» DOCUMENT PASSAGE:
AGENTS.md vs CLAUDE.md vs Cursor rules
People searching for an AGENTS.md generator usually want one durable instruction file that keeps coding agents from repeating the same mistakes. The safest pattern is to make AGENTS.md the concise operational source of truth, then bridge tool-specific files to it when needed. That avoids maintaining three long, drifting instruction documents.
Codex has first-class AGENTS.md discovery. OpenAI's Codex documentation says it reads AGENTS.md files before work starts, layers global and project guidance, and lets closer files override broader ones. Claude Code uses memory files such as CLAUDE.md, and its documentation recommends using `/memory` to verify what loaded. Cursor uses project rules, commonly stored under `.cursor/rules`, and the older `.cursorrules` format has been treated as a legacy path in Cursor docs.

» EXERCISES TO COMPLETE:
**A)** Please copy the AGENTS.md comparison word for word from "AGENTS.md vs CLAUDE.md" to "in Cursor docs.".
**B)** Name each coding tool that the AGENTS.md comparison discusses.
The data that follows was taken from a separate source.

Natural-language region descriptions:
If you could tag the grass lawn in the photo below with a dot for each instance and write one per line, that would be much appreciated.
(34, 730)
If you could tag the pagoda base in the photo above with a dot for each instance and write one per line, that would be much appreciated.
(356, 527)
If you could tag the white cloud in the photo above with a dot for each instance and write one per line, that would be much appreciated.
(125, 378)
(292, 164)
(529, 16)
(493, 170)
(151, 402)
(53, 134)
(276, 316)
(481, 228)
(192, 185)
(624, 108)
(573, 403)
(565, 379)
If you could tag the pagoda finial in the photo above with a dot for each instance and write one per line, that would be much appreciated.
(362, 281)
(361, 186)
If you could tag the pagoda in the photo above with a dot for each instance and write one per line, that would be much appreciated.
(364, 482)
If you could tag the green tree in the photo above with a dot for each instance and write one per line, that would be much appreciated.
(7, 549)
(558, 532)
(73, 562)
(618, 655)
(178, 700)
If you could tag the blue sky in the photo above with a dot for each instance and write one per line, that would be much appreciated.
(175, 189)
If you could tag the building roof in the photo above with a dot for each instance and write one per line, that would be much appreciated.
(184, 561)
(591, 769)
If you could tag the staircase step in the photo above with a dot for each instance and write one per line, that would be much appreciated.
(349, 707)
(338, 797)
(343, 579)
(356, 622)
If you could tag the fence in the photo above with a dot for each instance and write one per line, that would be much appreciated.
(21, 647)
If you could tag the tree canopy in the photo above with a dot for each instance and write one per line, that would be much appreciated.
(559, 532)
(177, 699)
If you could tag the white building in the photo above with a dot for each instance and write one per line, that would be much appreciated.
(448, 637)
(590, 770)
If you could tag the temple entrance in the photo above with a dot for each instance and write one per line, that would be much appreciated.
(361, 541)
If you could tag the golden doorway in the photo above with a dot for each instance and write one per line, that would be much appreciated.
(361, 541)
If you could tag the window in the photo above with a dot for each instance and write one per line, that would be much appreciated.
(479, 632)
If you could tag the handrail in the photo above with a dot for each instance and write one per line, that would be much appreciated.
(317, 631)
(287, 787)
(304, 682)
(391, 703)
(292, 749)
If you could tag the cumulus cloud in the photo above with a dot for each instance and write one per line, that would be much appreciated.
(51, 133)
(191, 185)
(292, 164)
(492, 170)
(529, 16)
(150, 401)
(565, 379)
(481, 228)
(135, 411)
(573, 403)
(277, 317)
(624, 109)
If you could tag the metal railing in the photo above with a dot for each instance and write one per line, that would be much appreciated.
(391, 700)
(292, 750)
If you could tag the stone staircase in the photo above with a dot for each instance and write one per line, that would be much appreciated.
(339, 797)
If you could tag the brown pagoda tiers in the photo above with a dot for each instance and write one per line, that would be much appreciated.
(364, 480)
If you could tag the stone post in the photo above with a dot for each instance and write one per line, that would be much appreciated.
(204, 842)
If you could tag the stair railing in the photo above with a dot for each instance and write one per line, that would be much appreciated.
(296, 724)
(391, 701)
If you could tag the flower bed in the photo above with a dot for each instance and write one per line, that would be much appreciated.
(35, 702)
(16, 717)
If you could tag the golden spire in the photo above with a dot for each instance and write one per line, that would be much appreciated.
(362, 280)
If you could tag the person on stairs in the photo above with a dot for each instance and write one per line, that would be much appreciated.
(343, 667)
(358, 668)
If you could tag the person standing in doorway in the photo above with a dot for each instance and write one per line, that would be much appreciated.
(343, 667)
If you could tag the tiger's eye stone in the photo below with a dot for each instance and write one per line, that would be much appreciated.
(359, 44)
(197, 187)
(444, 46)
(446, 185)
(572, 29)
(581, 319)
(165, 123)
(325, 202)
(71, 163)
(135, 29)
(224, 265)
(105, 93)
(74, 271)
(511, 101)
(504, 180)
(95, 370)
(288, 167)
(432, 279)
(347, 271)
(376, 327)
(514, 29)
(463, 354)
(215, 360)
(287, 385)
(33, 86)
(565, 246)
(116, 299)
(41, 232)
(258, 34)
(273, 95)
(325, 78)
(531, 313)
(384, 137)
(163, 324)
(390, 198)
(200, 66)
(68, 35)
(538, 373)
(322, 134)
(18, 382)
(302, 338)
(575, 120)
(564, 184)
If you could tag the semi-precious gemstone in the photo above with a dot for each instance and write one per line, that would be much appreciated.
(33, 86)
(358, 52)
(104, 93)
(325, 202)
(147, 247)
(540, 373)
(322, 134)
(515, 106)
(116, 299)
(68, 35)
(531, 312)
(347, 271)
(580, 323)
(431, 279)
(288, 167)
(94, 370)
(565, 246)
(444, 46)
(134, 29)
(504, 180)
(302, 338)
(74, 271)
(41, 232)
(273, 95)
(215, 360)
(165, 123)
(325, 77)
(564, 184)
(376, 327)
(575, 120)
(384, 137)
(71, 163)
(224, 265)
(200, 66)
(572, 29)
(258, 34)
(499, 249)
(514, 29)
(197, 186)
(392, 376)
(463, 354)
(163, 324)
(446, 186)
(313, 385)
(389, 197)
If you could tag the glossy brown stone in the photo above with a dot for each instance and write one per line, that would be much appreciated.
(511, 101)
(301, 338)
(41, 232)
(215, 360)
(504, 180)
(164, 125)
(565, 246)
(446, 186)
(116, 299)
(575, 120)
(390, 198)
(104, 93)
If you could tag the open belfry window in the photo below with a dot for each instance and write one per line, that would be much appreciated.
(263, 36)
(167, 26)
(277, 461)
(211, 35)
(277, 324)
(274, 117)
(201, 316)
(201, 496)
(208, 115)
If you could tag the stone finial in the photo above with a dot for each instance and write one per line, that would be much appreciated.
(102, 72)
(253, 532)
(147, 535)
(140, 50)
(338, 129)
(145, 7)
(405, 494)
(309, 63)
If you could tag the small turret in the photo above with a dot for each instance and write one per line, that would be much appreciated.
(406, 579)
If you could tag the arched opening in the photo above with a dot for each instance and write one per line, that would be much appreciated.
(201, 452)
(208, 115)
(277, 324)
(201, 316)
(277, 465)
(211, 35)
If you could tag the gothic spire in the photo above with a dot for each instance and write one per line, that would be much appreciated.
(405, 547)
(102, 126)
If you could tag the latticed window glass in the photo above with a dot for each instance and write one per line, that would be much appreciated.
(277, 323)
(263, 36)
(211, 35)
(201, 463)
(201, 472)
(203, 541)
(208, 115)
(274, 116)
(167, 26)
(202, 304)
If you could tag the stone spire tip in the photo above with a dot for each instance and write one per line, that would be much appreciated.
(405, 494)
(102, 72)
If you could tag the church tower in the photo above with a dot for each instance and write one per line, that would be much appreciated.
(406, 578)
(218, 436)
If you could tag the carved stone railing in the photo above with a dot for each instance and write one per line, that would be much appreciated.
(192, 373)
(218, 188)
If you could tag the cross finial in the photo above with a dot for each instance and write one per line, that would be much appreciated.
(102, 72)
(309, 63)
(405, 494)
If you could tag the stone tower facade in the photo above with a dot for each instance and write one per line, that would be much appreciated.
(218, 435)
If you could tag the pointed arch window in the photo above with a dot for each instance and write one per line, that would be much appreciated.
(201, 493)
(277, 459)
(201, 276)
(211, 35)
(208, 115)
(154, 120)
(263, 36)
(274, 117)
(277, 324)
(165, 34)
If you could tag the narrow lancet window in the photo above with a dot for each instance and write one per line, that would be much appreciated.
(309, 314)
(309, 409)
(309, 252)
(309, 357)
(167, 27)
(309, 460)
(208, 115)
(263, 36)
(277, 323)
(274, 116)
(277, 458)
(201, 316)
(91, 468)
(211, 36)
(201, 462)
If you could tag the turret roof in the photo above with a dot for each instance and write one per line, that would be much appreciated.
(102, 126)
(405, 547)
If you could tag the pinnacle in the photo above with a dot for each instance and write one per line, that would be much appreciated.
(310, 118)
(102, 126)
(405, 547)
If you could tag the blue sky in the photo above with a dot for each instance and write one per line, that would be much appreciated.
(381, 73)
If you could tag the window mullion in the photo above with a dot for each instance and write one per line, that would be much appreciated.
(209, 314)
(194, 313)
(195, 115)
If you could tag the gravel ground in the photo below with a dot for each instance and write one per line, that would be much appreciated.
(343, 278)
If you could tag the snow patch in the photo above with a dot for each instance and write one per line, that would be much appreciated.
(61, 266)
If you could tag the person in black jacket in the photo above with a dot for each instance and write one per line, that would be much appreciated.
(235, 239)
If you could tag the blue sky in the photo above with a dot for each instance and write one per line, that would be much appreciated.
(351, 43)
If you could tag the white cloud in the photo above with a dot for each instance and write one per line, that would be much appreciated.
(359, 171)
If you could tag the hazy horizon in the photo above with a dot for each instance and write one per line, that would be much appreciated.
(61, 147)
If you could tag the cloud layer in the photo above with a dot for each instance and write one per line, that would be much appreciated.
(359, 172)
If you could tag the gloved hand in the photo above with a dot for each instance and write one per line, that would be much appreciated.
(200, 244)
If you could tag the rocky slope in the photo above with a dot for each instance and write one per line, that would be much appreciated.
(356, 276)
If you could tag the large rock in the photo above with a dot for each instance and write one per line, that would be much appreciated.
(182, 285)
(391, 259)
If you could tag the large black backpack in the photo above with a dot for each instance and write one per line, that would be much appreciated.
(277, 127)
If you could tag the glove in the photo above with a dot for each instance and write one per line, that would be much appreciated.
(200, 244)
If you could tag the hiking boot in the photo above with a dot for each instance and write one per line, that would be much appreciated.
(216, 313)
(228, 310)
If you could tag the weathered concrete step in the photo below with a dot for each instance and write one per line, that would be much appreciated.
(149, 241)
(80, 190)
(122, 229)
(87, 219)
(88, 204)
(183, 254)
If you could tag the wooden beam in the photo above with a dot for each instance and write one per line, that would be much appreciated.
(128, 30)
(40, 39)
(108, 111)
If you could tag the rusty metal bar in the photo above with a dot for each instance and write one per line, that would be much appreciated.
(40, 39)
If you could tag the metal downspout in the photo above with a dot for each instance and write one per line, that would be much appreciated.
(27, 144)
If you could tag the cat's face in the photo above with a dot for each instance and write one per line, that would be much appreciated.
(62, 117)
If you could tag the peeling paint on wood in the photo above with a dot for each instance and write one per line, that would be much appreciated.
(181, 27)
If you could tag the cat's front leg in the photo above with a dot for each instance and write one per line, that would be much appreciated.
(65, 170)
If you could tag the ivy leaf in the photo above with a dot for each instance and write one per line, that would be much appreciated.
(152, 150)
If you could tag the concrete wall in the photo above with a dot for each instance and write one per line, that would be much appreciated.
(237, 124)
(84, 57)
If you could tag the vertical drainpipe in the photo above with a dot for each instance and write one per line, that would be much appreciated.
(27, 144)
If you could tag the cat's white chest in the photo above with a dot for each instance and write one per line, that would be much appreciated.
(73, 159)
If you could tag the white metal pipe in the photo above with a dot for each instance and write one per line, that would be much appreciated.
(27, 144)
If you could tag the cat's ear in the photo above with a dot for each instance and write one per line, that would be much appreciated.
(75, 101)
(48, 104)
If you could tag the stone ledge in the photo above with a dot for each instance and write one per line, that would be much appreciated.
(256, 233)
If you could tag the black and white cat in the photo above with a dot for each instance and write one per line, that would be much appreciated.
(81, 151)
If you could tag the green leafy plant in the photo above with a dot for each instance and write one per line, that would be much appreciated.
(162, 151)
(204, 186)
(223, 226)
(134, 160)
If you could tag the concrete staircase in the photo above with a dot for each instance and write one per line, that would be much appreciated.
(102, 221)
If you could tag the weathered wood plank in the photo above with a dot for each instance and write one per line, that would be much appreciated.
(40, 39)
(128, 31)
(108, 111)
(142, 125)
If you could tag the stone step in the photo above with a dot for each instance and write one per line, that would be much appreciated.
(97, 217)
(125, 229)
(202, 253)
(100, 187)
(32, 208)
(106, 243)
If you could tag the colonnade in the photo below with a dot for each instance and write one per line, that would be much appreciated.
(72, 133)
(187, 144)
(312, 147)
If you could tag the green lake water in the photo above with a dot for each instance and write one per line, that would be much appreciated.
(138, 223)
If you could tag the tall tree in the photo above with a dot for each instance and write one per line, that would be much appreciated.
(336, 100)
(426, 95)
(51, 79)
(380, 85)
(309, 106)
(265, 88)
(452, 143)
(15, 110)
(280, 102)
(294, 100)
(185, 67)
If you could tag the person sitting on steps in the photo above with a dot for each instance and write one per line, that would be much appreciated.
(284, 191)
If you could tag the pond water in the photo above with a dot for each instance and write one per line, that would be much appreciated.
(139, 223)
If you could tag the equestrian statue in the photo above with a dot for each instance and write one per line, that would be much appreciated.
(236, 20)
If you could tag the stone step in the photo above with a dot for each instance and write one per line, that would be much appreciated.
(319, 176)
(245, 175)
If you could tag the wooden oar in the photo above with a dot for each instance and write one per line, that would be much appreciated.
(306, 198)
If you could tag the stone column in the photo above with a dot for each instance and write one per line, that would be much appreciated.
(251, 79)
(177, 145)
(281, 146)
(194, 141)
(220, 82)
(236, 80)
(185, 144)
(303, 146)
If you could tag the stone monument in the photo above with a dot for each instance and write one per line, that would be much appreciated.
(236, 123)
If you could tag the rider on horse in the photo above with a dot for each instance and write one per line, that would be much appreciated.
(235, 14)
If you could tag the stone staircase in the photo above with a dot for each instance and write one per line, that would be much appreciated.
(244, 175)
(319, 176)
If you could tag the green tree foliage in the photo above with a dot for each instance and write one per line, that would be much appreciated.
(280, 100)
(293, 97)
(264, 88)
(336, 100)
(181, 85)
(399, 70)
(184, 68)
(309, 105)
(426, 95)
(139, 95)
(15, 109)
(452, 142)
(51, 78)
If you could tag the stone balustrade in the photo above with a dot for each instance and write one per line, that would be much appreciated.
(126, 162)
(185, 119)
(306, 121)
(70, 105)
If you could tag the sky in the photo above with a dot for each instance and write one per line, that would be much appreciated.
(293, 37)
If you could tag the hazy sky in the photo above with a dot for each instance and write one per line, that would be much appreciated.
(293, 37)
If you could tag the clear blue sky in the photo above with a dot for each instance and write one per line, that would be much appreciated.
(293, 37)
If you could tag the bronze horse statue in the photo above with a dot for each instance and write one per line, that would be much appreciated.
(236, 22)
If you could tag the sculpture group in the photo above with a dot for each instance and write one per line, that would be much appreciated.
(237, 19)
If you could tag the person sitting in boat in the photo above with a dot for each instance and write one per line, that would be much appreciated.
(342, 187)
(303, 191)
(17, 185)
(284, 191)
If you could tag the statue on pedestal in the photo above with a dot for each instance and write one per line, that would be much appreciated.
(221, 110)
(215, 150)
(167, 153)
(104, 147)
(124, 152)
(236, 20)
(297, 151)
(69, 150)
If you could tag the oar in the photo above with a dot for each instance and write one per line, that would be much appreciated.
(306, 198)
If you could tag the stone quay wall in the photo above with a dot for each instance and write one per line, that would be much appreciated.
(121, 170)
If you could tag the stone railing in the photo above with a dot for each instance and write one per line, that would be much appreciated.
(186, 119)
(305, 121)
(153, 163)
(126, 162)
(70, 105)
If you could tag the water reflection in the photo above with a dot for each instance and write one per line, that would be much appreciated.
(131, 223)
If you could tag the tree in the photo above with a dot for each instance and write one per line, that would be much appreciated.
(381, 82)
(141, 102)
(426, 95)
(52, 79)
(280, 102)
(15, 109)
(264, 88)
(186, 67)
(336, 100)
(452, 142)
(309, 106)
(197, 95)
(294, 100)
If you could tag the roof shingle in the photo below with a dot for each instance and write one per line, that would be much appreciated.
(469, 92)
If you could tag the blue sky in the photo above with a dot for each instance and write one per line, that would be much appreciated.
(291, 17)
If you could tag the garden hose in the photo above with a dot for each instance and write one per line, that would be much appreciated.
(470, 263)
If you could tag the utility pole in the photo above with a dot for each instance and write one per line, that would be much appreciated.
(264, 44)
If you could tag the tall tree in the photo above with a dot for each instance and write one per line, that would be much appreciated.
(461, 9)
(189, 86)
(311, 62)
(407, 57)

» TASK RESULTS:
**A)**
AGENTS.md vs CLAUDE.md vs Cursor rules
People searching for an AGENTS.md generator usually want one durable instruction file that keeps coding agents from repeating the same mistakes. The safest pattern is to make AGENTS.md the concise operational source of truth, then bridge tool-specific files to it when needed. That avoids maintaining three long, drifting instruction documents.
Codex has first-class AGENTS.md discovery. OpenAI's Codex documentation says it reads AGENTS.md files before work starts, layers global and project guidance, and lets closer files override broader ones. Claude Code uses memory files such as CLAUDE.md, and its documentation recommends using `/memory` to verify what loaded. Cursor uses project rules, commonly stored under `.cursor/rules`, and the older `.cursorrules` format has been treated as a legacy path in Cursor docs.

**B)** Codex, Claude Code, Cursor